# AANGELEVERDE TEKST
....

De aanleiding voor de opdracht tot dit onderzoek was berichtgeving in de media vorig jaar waarin werd aangegeven dat Koningin Juliana gecompenseerd werd in de grondwettelijke uitkering voor de belasting die zij vanaf 1973 ging betalen.
 
Conclusie van het historisch onderzoek is, dat uit niets in de bestudeerde documenten is gebleken dat er een dergelijke specifieke compensatieregeling, of zogenaamde ‘geheime belastingdeal’, was.
Er kwam een compleet nieuwe regeling, met allerlei vernieuwingen, waarvan gedeeltelijke opheffing van de belastingvrijdom en invoering van een inkomensbestanddeel er twee waren. Dat deze elementen onderdelen waren van de veelomvattende herinrichting van de financiële structuur voor het Koninklijk Huis, werd niet door de regering verzwegen.
 
Begin jaren ‘60 werd het koningschap bekostigd door opbrengsten uit het Kroondomein, niet-geïndexeerde uitkeringen voor personele en materiële kosten van Koningin Juliana, haar echtgenoot en de vermoedelijke opvolger, en de belastingvrijdom. Daarnaast werden paleizen ter beschikking gesteld. Dit stelsel bleek niet langer bestand tegen de algemene loonontwikkeling, oplopende inflatie en dalende opbrengsten uit het Kroondomein. De kosten van het koningschap werden in toenemende mate bekostigd door in te teren op het privévermogen van Koningin Juliana.
 
Bij de stelselherziening stond het realiseren van een solide, publieke basis voor de uitgaven voor het koningschap centraal. Hiertoe behoorden de onderbrenging van de uitgaven voor het koningschap op de begrotingen van diverse ministeries, de beëindiging van het Kroondomein als bron van financiering van het koningschap, een bestendige regeling voor de paleizen, beperking van de belastingvrijdom, de invoering van grondwettelijke uitkeringen met een inkomenscomponent en een component voor personele en materiële kosten, en de indexeringssystematiek daarvan.

....

# GETOONDE GEGEVENS
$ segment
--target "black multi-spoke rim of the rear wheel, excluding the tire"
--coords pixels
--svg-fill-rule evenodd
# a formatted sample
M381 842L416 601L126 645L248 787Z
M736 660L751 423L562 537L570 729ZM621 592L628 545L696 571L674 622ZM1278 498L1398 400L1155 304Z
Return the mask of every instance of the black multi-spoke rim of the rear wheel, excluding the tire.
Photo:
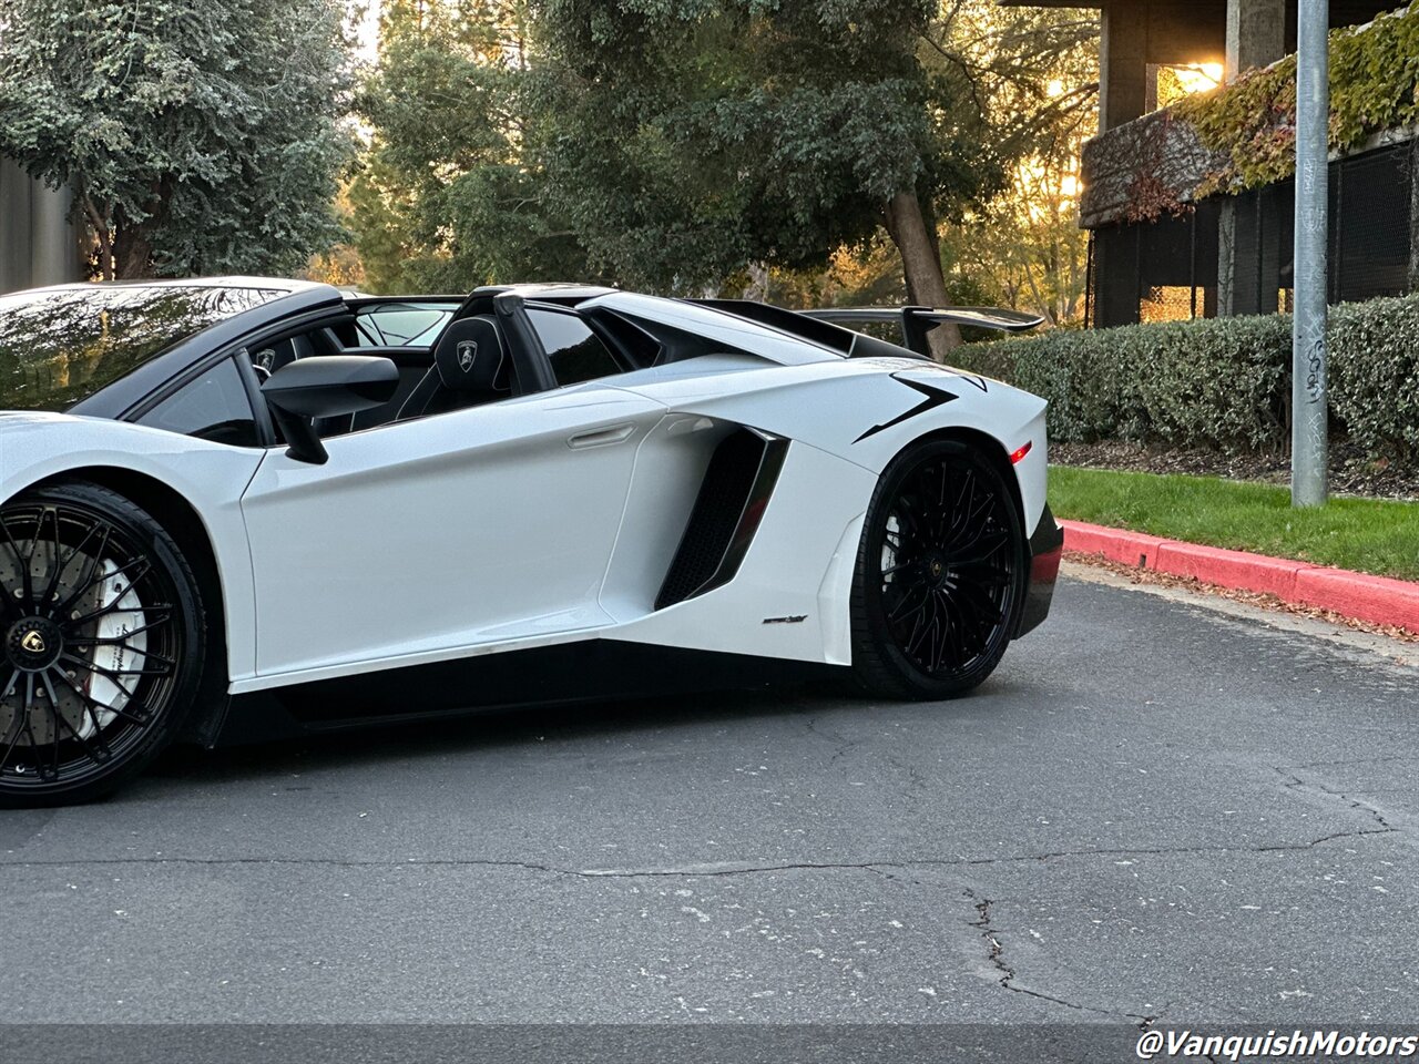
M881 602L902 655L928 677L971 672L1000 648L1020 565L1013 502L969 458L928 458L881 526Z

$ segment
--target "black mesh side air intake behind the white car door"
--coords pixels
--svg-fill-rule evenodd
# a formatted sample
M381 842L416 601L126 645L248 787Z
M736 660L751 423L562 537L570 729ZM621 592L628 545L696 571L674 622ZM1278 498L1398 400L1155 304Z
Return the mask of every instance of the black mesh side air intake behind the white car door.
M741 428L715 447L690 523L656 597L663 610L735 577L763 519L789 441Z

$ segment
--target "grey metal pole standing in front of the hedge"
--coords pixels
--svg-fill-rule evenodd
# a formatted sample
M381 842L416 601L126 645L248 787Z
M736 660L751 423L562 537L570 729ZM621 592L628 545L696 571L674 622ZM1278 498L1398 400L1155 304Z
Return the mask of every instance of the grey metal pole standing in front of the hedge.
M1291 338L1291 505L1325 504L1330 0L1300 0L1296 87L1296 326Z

....

# JOUW OPDRACHT
Neem uit de tekst over de financiering van het koningschap letterlijk het gedeelte over dat begint bij de woorden "Begin jaren ‘60" en stopt na "van Koningin Juliana.".

# UITKOMST OEFENING
Begin jaren ‘60 werd het koningschap bekostigd door opbrengsten uit het Kroondomein, niet-geïndexeerde uitkeringen voor personele en materiële kosten van Koningin Juliana, haar echtgenoot en de vermoedelijke opvolger, en de belastingvrijdom. Daarnaast werden paleizen ter beschikking gesteld. Dit stelsel bleek niet langer bestand tegen de algemene loonontwikkeling, oplopende inflatie en dalende opbrengsten uit het Kroondomein. De kosten van het koningschap werden in toenemende mate bekostigd door in te teren op het privévermogen van Koningin Juliana.